**Activity:** Starting with the line that contains "Target: license plate" and ending with the final line of the data below, print those lines exactly and nothing else.

**Source records:**
:::

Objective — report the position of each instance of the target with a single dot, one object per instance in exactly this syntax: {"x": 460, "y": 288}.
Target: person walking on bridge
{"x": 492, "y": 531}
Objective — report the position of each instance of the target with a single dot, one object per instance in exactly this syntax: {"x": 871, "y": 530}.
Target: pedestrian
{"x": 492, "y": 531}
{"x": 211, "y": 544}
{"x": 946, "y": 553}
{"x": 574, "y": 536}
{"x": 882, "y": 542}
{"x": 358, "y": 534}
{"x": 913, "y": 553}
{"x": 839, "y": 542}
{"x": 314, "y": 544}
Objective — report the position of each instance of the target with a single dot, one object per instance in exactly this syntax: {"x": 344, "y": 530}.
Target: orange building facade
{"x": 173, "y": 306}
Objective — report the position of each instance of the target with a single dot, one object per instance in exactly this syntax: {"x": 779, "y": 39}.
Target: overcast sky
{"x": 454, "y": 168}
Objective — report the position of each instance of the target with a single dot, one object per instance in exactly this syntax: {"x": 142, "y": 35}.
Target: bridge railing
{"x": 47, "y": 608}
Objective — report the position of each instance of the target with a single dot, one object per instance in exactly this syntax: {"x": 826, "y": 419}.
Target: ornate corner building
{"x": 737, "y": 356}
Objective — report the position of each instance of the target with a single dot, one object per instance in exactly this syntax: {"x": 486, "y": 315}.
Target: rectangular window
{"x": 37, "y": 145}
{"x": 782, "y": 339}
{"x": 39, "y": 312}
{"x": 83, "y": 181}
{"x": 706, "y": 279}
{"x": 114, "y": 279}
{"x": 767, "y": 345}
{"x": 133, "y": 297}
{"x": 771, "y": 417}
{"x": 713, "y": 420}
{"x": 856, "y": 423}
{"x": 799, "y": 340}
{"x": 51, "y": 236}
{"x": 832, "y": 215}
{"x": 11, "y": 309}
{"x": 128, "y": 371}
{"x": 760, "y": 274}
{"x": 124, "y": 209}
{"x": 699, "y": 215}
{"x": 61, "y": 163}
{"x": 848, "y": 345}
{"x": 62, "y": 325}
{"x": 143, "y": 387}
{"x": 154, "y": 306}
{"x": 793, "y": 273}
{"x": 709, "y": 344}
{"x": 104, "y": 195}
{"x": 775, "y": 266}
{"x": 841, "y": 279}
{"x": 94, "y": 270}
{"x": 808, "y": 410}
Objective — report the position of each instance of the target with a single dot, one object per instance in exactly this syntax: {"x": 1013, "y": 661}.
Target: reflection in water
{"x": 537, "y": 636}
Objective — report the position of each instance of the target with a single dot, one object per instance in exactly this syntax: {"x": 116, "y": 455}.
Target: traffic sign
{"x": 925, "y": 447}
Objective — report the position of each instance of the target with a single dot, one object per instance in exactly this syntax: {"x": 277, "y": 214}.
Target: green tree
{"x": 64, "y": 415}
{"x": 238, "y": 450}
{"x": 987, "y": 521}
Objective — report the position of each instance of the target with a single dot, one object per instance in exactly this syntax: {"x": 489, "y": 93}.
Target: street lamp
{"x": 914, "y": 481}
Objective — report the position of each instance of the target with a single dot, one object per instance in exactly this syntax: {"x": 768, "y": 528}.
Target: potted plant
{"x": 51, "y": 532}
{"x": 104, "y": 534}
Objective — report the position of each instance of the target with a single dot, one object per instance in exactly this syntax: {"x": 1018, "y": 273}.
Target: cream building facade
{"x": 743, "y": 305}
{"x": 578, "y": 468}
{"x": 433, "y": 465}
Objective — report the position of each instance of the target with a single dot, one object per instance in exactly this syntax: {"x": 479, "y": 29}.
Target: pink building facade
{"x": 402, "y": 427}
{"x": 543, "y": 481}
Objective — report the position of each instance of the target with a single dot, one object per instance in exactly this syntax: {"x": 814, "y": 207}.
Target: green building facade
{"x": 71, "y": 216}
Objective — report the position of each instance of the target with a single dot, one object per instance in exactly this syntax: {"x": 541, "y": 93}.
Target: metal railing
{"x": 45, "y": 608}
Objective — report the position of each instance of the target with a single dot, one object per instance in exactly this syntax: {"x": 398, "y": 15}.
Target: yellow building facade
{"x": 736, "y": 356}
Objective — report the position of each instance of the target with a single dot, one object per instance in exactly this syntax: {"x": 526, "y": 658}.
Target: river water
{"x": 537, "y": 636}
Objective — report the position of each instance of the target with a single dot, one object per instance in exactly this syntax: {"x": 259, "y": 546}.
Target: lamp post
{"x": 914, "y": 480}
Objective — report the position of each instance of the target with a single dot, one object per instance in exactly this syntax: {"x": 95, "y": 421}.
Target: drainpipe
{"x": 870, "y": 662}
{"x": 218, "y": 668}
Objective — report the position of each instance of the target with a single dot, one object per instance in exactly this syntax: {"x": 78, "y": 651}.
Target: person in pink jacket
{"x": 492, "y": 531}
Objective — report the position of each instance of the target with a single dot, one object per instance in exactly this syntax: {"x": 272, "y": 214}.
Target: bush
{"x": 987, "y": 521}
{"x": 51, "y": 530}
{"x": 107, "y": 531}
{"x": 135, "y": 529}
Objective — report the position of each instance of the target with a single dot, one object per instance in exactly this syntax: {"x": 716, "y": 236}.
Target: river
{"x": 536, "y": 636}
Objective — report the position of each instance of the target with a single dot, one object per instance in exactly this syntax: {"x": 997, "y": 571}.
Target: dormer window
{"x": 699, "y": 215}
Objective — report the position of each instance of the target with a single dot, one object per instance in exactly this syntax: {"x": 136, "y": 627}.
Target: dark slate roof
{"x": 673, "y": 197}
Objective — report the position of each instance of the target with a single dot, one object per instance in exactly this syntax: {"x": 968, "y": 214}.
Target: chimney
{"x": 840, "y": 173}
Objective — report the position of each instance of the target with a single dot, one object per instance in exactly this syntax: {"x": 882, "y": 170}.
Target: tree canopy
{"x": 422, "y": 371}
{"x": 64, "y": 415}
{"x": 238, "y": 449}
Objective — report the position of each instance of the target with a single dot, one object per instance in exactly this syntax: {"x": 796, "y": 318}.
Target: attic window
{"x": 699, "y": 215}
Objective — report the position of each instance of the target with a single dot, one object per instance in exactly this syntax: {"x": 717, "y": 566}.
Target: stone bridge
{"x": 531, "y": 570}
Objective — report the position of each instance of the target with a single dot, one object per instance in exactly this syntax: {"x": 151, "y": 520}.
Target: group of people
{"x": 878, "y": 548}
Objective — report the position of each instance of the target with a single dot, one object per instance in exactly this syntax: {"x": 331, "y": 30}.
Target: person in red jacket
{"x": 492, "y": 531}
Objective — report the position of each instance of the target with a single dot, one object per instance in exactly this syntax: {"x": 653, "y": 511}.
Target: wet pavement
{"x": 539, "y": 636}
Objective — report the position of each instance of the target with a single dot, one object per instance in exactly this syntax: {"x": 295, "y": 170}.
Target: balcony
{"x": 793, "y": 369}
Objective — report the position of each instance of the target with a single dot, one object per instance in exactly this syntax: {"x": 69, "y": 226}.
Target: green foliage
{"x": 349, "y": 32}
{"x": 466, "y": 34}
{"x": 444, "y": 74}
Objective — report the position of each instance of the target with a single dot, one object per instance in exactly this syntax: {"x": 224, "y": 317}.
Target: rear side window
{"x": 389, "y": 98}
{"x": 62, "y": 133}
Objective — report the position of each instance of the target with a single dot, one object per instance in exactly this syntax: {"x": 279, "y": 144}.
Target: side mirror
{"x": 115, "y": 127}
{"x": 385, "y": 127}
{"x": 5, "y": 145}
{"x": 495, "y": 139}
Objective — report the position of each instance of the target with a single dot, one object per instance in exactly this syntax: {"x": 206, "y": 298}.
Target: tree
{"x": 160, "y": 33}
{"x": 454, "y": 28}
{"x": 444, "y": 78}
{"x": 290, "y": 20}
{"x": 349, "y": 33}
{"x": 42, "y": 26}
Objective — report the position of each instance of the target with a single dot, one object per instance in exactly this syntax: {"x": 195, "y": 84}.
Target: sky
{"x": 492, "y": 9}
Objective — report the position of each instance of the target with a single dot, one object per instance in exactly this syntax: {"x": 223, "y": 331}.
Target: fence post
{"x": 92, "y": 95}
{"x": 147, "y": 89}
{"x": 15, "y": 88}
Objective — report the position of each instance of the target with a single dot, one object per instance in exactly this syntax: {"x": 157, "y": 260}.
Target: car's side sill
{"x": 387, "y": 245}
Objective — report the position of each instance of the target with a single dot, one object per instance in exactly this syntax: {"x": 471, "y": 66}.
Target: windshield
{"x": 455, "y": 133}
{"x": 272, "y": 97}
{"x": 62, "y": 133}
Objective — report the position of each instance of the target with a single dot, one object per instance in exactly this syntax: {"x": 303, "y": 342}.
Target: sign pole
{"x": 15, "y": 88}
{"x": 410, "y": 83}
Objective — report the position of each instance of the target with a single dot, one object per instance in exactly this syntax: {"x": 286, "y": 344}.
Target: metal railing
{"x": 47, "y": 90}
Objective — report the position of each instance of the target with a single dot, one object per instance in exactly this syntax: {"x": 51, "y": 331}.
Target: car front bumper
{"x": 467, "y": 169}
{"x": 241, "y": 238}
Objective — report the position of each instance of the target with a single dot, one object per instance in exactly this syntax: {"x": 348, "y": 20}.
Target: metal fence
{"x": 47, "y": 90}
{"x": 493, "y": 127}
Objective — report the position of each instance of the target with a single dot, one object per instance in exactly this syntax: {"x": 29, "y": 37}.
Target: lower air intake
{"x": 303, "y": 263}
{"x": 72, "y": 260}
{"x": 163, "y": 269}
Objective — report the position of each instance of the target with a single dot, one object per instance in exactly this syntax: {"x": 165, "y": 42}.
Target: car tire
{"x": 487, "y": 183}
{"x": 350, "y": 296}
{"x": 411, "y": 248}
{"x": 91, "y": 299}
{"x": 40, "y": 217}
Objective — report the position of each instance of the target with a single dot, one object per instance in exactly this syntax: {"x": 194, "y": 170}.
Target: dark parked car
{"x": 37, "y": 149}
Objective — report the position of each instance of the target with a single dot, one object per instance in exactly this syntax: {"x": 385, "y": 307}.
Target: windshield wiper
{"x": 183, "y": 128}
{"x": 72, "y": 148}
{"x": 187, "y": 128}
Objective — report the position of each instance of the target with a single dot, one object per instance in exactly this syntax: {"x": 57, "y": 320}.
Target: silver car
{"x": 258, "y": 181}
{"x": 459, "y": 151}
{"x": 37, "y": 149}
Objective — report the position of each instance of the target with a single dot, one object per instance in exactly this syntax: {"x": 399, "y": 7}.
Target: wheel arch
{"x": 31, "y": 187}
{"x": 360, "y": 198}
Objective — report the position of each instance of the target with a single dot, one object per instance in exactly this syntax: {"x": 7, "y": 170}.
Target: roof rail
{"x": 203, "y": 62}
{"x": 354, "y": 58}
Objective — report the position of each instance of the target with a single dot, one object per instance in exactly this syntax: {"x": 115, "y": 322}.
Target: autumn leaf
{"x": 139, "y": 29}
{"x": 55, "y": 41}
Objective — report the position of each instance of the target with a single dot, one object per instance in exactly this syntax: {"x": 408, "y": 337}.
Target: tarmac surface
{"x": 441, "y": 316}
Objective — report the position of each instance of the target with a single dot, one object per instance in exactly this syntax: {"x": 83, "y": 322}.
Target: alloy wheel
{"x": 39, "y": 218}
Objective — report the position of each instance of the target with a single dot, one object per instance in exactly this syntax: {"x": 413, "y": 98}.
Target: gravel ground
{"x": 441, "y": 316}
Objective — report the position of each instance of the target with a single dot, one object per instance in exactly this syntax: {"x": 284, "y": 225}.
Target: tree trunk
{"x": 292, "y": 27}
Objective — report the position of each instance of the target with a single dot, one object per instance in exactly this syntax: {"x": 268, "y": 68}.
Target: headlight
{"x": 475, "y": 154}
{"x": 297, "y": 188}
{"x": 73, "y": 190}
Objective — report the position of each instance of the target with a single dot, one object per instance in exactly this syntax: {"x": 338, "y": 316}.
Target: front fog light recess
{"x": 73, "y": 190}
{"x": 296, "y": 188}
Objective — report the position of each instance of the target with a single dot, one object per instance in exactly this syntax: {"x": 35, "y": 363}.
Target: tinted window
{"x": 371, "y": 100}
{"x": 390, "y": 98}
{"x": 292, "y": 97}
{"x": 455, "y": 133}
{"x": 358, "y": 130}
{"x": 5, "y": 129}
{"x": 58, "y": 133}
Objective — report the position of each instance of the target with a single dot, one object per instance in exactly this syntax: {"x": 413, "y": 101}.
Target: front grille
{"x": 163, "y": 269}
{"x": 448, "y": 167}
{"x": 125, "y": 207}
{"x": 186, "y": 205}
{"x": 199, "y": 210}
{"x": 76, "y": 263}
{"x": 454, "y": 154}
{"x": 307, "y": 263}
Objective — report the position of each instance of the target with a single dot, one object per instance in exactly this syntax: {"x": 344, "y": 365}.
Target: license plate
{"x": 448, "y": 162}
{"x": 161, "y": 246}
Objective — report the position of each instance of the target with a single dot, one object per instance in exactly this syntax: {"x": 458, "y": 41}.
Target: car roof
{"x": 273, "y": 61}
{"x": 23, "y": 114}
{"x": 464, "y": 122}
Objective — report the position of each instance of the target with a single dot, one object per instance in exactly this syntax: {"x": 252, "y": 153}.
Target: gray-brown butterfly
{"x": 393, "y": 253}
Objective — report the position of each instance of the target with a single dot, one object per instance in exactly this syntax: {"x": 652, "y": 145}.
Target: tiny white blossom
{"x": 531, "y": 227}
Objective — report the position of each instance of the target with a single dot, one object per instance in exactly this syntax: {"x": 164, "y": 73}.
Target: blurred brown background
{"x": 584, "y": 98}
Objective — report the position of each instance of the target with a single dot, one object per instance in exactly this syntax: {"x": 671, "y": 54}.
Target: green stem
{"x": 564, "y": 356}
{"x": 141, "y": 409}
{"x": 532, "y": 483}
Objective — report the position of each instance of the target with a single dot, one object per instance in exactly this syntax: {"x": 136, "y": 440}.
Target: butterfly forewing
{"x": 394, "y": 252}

:::

**Result for this task:**
Target: license plate
{"x": 448, "y": 162}
{"x": 161, "y": 246}
Objective — report the position of each instance of the target with a single dot, one object per instance in exactly this syntax: {"x": 458, "y": 41}.
Target: car roof
{"x": 273, "y": 61}
{"x": 23, "y": 114}
{"x": 464, "y": 122}
Objective — report the position of each instance of the target with a single dot, one object per instance in exactly this syntax: {"x": 252, "y": 153}.
Target: gray-brown butterfly
{"x": 393, "y": 253}
Objective — report the position of each instance of the target with a single dot, one object per instance in exactly this syntax: {"x": 652, "y": 145}.
Target: tiny white blossom
{"x": 531, "y": 227}
Objective — report the position of each instance of the target with a single dot, one object per instance in exactly this syntax: {"x": 164, "y": 73}.
Target: blurred brown background
{"x": 584, "y": 98}
Objective — report the position of each instance of the target with a single dot, one object per instance in exactly this syntax: {"x": 671, "y": 54}.
Target: green stem
{"x": 564, "y": 356}
{"x": 141, "y": 409}
{"x": 532, "y": 483}
Objective — report the position of each instance of the target with a single dot, one object per instance in exactly this syntax: {"x": 136, "y": 440}.
Target: butterfly forewing
{"x": 394, "y": 252}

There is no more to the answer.